• **EXERCISE TASK**:
Starting with the first line of the records below, reproduce each line word for word, and stop after the line that contains "pixel 427 80".

- - -

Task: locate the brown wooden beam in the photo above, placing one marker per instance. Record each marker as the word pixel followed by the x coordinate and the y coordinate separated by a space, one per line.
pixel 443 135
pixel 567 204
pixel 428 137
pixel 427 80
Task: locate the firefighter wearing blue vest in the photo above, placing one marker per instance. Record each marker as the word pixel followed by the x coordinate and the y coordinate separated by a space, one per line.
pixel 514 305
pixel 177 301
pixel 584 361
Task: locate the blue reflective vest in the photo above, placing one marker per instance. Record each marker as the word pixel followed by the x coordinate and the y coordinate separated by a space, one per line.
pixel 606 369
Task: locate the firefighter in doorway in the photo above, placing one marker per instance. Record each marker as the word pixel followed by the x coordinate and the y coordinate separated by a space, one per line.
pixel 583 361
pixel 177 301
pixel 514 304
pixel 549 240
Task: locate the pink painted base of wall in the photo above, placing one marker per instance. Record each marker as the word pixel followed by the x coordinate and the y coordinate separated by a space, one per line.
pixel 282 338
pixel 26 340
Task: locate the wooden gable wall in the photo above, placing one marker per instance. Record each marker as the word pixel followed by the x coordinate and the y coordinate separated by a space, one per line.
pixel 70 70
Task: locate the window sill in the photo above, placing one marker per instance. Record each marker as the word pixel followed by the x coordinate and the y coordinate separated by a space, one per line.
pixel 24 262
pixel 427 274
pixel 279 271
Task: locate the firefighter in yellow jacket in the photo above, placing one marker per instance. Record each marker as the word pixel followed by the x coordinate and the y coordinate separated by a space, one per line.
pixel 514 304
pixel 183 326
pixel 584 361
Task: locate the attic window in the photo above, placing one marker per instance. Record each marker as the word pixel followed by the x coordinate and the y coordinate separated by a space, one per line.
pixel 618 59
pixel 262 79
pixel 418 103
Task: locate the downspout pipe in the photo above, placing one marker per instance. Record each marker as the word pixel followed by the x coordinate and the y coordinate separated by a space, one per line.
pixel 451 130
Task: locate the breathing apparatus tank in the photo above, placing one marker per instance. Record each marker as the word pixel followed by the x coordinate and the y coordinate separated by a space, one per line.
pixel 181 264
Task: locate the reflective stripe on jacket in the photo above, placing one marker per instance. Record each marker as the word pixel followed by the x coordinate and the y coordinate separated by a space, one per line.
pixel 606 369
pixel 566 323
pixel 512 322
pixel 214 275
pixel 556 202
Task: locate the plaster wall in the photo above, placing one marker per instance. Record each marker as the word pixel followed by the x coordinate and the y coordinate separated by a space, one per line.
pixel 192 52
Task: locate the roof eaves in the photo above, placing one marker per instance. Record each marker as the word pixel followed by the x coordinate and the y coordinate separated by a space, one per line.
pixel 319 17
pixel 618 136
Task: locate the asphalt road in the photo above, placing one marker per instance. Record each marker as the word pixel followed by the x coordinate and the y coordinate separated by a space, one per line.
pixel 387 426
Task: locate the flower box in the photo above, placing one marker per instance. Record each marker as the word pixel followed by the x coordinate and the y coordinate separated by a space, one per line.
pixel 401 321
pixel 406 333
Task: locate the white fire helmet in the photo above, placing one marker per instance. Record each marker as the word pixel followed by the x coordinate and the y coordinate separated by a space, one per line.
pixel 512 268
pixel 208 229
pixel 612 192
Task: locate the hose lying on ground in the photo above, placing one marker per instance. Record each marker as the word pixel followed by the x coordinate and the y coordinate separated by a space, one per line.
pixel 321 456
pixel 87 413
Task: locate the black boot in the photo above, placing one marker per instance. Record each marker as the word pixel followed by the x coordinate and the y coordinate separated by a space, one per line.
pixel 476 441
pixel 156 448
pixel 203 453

- - -

• **SOLUTION TO THIS PROBLEM**:
Task: locate the brown wooden beam in the photo above, placing one marker per instance. Record each marker as the word pixel followed by the x coordinate and the y coordinate separated by a space, one per line.
pixel 443 135
pixel 567 204
pixel 428 137
pixel 427 80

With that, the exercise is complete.